Fragmento mostrado>
•••••

Es difícil precisar si Vidor concibió estos pormenores como metáfora o mensaje del estado moral del país en torno a 1925. El desinterés del joven protagonista de El gran desfile por todo lo americano, incluidos su círculo familiar, sus afectos anteriores a la guerra y sus obligaciones como heredero de una gran fortuna, parecen aludir a un difuso desencanto todavía sin precisar. Habría que esperar a 1927 para que Vidor formulara su gran denuncia de la precariedad del sueño americano en Y el mundo marcha (The Crowd), sobre los efectos del fracaso económico y laboral en una joven pareja cuyo entendimiento mutuo se basaba en gran medida en un infundado optimismo sobre su capacidad para procurarse los gozos que el dinero puede comprar. La película era también una indagación en lo irreductible de la soledad, en la imposibilidad de hacer partícipe a la multitud circundante del dolor y las preocupaciones individuales; y, por tanto, un alegato a favor de la necesidad —por paradójico que parezca— de blindar la propia intimidad, el espacio familiar, contra esa multitud indiferente.

•••••

Registros de señalamiento de objetos nombrados:
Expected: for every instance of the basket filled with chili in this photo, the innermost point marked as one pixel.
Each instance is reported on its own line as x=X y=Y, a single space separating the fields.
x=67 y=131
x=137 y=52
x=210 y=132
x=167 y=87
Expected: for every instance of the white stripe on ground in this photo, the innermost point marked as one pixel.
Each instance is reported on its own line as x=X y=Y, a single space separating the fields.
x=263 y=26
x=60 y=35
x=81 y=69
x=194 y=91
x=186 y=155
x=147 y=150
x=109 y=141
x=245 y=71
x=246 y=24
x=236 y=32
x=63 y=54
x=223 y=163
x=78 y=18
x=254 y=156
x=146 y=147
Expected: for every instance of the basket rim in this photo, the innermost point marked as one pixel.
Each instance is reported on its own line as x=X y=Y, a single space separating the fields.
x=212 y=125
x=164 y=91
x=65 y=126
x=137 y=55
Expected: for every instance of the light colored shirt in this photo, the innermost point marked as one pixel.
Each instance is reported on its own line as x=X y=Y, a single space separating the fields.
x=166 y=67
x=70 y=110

•••••

Trabajo requerido>
A: Responde estas preguntas sobre el fragmento dedicado a Vidor:
(i) ¿En qué año formuló Vidor su gran denuncia de la precariedad del sueño americano?
(ii) ¿Cuál es el título original de Y el mundo marcha?
(iii) ¿Qué tres cosas se mencionan como incluidas en el desinterés del joven protagonista de El gran desfile por todo lo americano?
B: Actualiza todos los registros reemplazando "the innermost point" por "the central point" y deja intacto todo lo demás.
Los registros no guardan relación alguna con el fragmento.

Respuestas a continuación>
A:
(i) En 1927.
(ii) The Crowd.
(iii) Su círculo familiar, sus afectos anteriores a la guerra y sus obligaciones como heredero de una gran fortuna.

B:
Expected: for every instance of the basket filled with chili in this photo, the central point marked as one pixel.
Each instance is reported on its own line as x=X y=Y, a single space separating the fields.
x=67 y=131
x=137 y=52
x=210 y=132
x=167 y=87
Expected: for every instance of the white stripe on ground in this photo, the central point marked as one pixel.
Each instance is reported on its own line as x=X y=Y, a single space separating the fields.
x=263 y=26
x=60 y=35
x=81 y=69
x=194 y=91
x=186 y=155
x=147 y=150
x=109 y=141
x=245 y=71
x=246 y=24
x=236 y=32
x=63 y=54
x=223 y=163
x=78 y=18
x=254 y=156
x=146 y=147
Expected: for every instance of the basket rim in this photo, the central point marked as one pixel.
Each instance is reported on its own line as x=X y=Y, a single space separating the fields.
x=212 y=125
x=164 y=91
x=65 y=126
x=137 y=55
Expected: for every instance of the light colored shirt in this photo, the central point marked as one pixel.
Each instance is reported on its own line as x=X y=Y, a single space separating the fields.
x=166 y=67
x=70 y=110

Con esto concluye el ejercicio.